» **Given information**

-=-=-=-=-

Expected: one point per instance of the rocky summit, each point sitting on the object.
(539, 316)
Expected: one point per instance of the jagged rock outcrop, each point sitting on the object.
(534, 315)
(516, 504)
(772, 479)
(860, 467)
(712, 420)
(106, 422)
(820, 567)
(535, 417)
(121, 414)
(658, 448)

-=-=-=-=-

» **Request**
Output only the lines running from the line with "Expected: one point per instance of the jagged" through the final line of the data, inclusive.

» **Exercise response**
Expected: one point per instance of the jagged rock outcrop, each point sitting on the object.
(534, 315)
(516, 504)
(772, 479)
(860, 467)
(712, 420)
(106, 422)
(820, 567)
(535, 417)
(121, 414)
(658, 448)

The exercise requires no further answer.